*** Input records ***
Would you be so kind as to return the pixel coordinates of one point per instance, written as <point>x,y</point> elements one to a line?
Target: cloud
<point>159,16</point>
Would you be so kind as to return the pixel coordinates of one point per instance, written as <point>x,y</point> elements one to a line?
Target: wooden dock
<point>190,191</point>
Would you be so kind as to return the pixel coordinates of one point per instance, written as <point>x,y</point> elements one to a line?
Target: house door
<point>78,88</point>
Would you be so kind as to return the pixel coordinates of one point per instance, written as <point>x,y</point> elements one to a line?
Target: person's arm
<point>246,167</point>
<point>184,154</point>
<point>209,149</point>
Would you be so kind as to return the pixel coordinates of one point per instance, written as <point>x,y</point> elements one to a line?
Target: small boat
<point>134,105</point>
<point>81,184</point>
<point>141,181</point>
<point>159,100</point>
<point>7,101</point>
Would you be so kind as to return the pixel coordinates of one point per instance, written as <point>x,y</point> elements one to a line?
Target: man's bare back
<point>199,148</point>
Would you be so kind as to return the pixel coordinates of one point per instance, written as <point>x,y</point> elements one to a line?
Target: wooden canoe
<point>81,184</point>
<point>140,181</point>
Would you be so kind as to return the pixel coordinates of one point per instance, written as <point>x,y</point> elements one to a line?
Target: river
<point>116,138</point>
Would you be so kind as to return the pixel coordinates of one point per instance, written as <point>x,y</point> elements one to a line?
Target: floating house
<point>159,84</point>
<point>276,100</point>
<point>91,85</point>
***
Work instructions: Return the material exactly as it stands.

Exercise answer:
Would you be so kind as to return the pixel coordinates of one point per instance, written as <point>x,y</point> elements one to a line?
Target: cloud
<point>159,16</point>
Would you be so kind as to return the pixel coordinates of one point per instance, written as <point>x,y</point> elements one to a line?
Target: wooden dock
<point>190,191</point>
Would you be so kind as to return the pixel coordinates of one point per instance, written as <point>x,y</point> elements one to a line?
Target: house door
<point>78,88</point>
Would you be so kind as to return the pixel coordinates of one point per instance, written as <point>x,y</point> elements one to a line?
Target: person's arm
<point>246,167</point>
<point>184,154</point>
<point>209,149</point>
Would you be so kind as to return the pixel coordinates of one point per instance, written as <point>x,y</point> elements one to a line?
Target: small boat
<point>134,105</point>
<point>81,184</point>
<point>141,181</point>
<point>159,100</point>
<point>7,101</point>
Would you be so kind as to return the pixel coordinates of one point per instance, written as <point>x,y</point> elements one to a line?
Target: man's bare back
<point>199,148</point>
Would you be so kind as to return the pixel coordinates of one point per instance, written as <point>x,y</point> elements one to a line?
Target: wooden canoe
<point>81,184</point>
<point>140,181</point>
Would you be so kind as to return the pixel coordinates of one point per instance, written as <point>x,y</point> elements one to a line?
Target: river
<point>116,138</point>
Would you be so kind as to return the pixel coordinates of one point per instance, written as <point>x,y</point> elements one to a line?
Target: floating house
<point>159,84</point>
<point>276,100</point>
<point>91,85</point>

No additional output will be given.